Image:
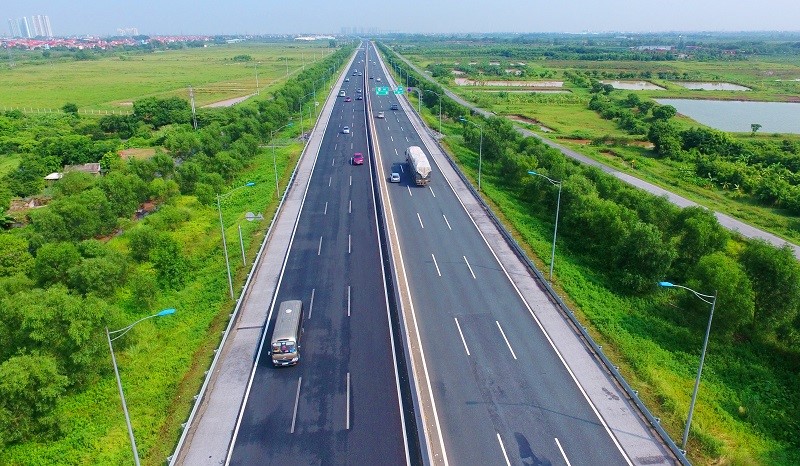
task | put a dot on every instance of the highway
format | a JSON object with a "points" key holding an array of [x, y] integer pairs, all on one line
{"points": [[501, 391], [341, 403]]}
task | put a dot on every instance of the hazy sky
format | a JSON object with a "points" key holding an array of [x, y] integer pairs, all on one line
{"points": [[103, 17]]}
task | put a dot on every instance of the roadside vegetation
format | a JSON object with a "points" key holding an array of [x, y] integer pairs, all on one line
{"points": [[103, 252], [616, 243]]}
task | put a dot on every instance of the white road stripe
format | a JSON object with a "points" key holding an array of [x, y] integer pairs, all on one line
{"points": [[462, 336], [506, 339], [348, 401], [437, 265], [468, 266], [296, 402], [562, 452], [502, 447]]}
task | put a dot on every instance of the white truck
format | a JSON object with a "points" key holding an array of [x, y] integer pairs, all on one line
{"points": [[419, 166]]}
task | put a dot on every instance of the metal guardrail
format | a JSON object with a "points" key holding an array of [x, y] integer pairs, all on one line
{"points": [[633, 395], [235, 314]]}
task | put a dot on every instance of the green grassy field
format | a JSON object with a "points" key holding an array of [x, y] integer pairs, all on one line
{"points": [[113, 83]]}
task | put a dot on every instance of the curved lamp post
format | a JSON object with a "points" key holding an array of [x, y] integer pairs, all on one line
{"points": [[122, 332], [480, 149], [222, 227], [713, 302], [555, 229]]}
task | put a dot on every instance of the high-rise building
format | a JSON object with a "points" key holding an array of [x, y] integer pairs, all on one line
{"points": [[13, 27]]}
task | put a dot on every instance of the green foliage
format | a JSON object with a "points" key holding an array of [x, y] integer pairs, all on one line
{"points": [[15, 258], [30, 387]]}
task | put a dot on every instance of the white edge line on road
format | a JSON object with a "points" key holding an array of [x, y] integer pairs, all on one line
{"points": [[469, 267], [296, 402], [436, 264], [538, 323], [503, 447], [506, 339], [462, 336], [347, 400], [562, 452], [277, 287], [382, 185]]}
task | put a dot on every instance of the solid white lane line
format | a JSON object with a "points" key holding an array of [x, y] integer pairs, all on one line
{"points": [[503, 447], [296, 402], [348, 401], [469, 267], [562, 452], [437, 265], [506, 339], [462, 336]]}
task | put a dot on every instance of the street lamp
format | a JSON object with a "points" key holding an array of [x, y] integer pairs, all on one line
{"points": [[555, 229], [274, 163], [222, 227], [705, 298], [122, 332], [480, 149], [440, 108]]}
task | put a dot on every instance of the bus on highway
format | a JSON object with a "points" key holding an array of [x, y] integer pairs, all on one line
{"points": [[286, 334]]}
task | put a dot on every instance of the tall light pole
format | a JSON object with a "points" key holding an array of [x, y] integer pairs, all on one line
{"points": [[555, 228], [122, 332], [440, 108], [705, 298], [274, 163], [224, 242], [480, 149]]}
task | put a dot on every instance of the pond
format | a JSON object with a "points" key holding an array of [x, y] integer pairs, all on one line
{"points": [[737, 116], [712, 86], [634, 85]]}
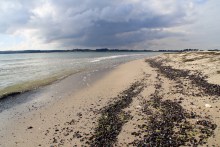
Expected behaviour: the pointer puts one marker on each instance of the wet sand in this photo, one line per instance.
(167, 100)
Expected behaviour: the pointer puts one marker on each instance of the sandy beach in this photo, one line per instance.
(167, 100)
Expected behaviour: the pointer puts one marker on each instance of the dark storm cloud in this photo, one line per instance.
(95, 23)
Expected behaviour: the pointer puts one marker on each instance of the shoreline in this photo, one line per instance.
(137, 103)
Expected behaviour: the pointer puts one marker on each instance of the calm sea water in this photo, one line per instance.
(22, 72)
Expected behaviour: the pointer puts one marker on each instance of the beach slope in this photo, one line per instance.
(167, 100)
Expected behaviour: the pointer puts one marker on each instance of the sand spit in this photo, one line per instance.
(168, 100)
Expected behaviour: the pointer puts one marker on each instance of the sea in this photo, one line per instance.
(27, 71)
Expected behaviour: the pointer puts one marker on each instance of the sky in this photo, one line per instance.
(124, 24)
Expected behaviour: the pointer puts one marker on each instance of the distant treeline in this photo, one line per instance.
(97, 50)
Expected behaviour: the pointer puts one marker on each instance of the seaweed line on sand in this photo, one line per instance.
(113, 117)
(167, 123)
(196, 79)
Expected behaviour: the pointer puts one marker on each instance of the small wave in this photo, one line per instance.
(31, 85)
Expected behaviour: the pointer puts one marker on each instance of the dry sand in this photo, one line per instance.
(138, 99)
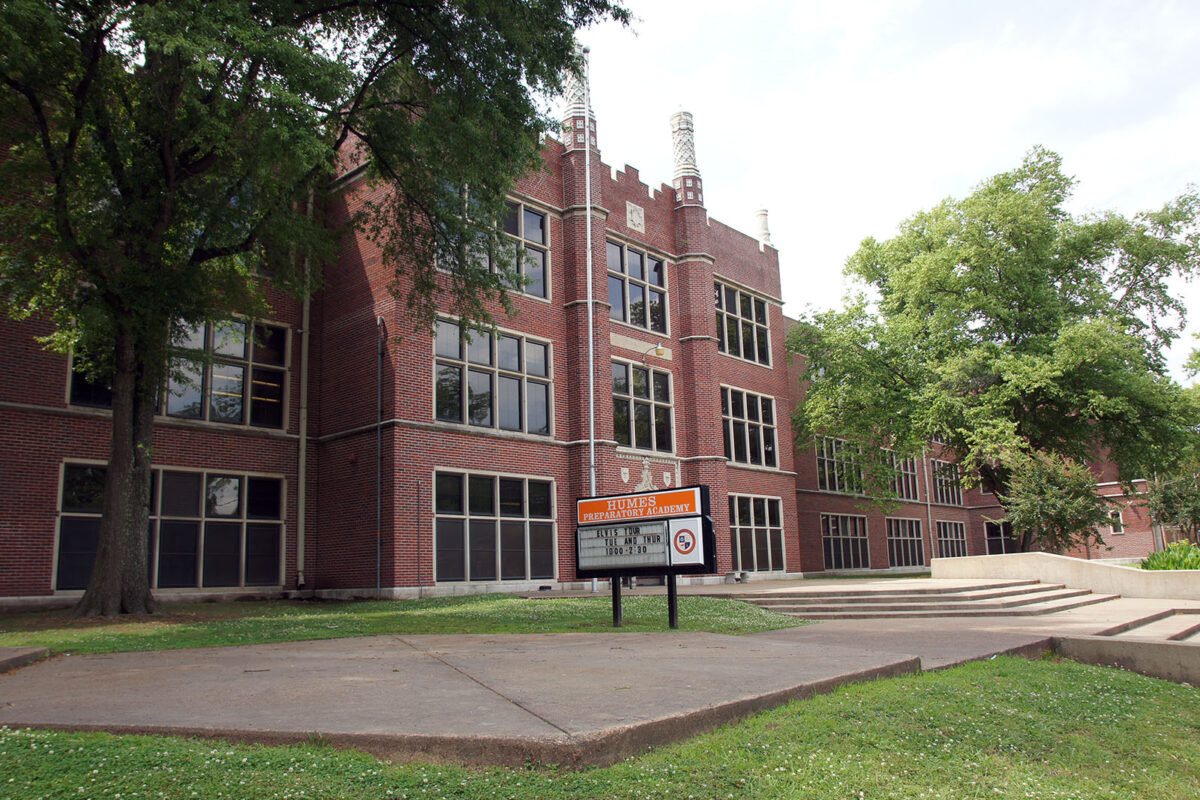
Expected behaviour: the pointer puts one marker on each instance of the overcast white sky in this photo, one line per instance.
(844, 118)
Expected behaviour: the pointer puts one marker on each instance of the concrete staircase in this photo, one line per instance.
(999, 599)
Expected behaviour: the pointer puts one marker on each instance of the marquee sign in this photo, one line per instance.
(649, 533)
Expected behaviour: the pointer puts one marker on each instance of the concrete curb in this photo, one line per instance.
(15, 657)
(594, 749)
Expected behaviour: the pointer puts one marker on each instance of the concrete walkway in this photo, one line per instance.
(573, 699)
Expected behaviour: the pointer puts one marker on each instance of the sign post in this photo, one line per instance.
(648, 533)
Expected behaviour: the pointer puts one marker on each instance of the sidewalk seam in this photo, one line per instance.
(498, 693)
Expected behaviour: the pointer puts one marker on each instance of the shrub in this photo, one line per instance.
(1177, 555)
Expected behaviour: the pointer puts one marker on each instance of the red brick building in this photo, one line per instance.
(337, 450)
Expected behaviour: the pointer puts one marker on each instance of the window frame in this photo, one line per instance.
(496, 373)
(753, 428)
(725, 316)
(645, 283)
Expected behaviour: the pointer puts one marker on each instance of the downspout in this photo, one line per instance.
(592, 355)
(379, 462)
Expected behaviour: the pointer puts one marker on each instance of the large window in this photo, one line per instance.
(207, 529)
(240, 380)
(947, 483)
(839, 468)
(952, 540)
(749, 427)
(637, 288)
(756, 534)
(742, 324)
(491, 382)
(493, 528)
(905, 546)
(641, 407)
(845, 542)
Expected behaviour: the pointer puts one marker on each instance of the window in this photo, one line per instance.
(207, 529)
(838, 467)
(905, 546)
(244, 382)
(637, 288)
(531, 232)
(1001, 537)
(905, 481)
(491, 380)
(641, 407)
(952, 540)
(756, 534)
(742, 324)
(493, 528)
(947, 485)
(749, 422)
(845, 542)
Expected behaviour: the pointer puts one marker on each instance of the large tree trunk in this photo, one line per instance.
(120, 583)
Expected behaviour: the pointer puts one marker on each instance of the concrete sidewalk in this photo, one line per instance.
(571, 699)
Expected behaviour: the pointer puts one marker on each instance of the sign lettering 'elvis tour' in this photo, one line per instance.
(651, 533)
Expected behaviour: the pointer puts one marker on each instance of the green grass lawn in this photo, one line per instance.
(1003, 729)
(247, 623)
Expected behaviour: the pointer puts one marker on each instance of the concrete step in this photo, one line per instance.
(792, 599)
(982, 609)
(943, 606)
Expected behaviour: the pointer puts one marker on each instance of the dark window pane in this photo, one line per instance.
(661, 388)
(180, 494)
(451, 555)
(619, 378)
(449, 493)
(270, 344)
(229, 338)
(513, 551)
(634, 264)
(483, 549)
(613, 253)
(185, 390)
(637, 305)
(657, 274)
(226, 398)
(511, 498)
(267, 398)
(222, 497)
(535, 360)
(642, 426)
(479, 398)
(535, 227)
(539, 499)
(535, 271)
(508, 402)
(77, 551)
(541, 549)
(508, 353)
(449, 394)
(538, 407)
(480, 489)
(663, 428)
(83, 488)
(449, 343)
(616, 298)
(97, 394)
(263, 498)
(222, 551)
(658, 312)
(178, 542)
(262, 554)
(479, 349)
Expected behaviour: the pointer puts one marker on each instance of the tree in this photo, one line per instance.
(161, 157)
(1024, 337)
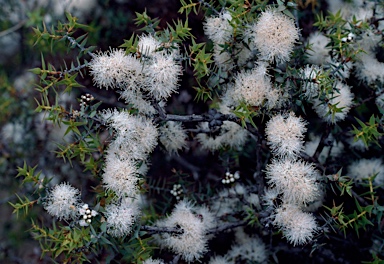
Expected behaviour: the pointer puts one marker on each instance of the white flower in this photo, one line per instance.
(222, 58)
(121, 217)
(311, 83)
(62, 201)
(285, 134)
(365, 168)
(162, 74)
(173, 136)
(380, 101)
(121, 176)
(219, 260)
(135, 137)
(153, 261)
(270, 197)
(275, 35)
(192, 243)
(298, 227)
(148, 44)
(319, 52)
(114, 69)
(297, 180)
(341, 97)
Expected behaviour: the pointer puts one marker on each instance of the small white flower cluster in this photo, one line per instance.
(295, 181)
(63, 202)
(194, 222)
(86, 214)
(177, 191)
(86, 99)
(152, 72)
(230, 178)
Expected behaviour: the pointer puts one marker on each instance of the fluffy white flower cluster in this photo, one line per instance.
(298, 227)
(86, 214)
(291, 179)
(285, 134)
(63, 201)
(135, 137)
(194, 222)
(275, 35)
(155, 74)
(295, 179)
(153, 261)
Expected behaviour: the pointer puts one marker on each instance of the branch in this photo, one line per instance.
(157, 230)
(12, 29)
(219, 229)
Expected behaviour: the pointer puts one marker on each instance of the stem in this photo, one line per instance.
(219, 229)
(12, 29)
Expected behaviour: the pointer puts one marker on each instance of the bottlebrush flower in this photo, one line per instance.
(275, 35)
(285, 134)
(192, 243)
(121, 217)
(295, 179)
(121, 176)
(62, 201)
(319, 52)
(114, 69)
(162, 75)
(298, 227)
(135, 136)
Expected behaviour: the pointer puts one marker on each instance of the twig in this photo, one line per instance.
(12, 29)
(202, 2)
(157, 230)
(74, 42)
(219, 229)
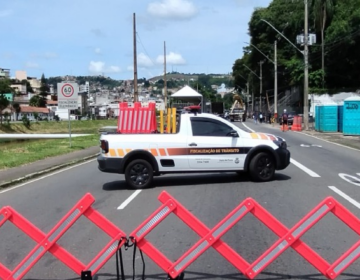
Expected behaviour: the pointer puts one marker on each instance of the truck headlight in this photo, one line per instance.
(281, 144)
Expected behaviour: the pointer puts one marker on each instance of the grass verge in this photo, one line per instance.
(17, 153)
(90, 126)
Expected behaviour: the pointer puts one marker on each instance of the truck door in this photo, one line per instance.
(212, 147)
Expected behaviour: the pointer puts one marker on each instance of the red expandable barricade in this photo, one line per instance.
(212, 238)
(47, 242)
(208, 238)
(137, 119)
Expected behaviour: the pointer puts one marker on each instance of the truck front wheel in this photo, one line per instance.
(262, 167)
(139, 174)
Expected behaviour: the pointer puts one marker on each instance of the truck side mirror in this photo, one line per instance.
(233, 133)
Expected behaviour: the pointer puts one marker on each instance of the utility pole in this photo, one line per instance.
(306, 71)
(165, 85)
(136, 98)
(275, 80)
(247, 97)
(261, 62)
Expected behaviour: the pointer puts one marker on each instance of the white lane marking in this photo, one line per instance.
(46, 176)
(344, 195)
(327, 141)
(304, 168)
(351, 179)
(248, 127)
(128, 200)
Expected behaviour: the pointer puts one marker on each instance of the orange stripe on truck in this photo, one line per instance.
(162, 152)
(154, 152)
(120, 152)
(112, 152)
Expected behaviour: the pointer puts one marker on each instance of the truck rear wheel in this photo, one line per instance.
(139, 174)
(262, 167)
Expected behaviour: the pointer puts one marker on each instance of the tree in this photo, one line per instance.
(17, 108)
(4, 102)
(323, 12)
(44, 90)
(35, 101)
(28, 86)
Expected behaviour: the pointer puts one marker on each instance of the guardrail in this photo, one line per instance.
(208, 238)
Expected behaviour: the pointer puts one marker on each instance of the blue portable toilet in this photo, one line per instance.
(351, 125)
(326, 118)
(340, 117)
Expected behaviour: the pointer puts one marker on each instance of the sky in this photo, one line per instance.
(95, 37)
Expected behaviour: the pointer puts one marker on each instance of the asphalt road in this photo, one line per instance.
(210, 197)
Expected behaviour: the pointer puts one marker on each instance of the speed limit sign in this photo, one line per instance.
(68, 95)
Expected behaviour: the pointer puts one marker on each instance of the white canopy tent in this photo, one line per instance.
(190, 95)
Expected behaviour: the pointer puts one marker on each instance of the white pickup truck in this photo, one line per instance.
(203, 143)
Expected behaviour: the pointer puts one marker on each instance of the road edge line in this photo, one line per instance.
(345, 196)
(327, 141)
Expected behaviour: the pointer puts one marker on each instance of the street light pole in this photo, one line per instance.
(275, 72)
(261, 62)
(252, 96)
(275, 80)
(305, 53)
(306, 71)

:::

Problem statement: The lines to return are those in the entries above that include "highway".

Result below:
task | put a dot on every instance of the highway
task | put a dot on every instance of the bus on highway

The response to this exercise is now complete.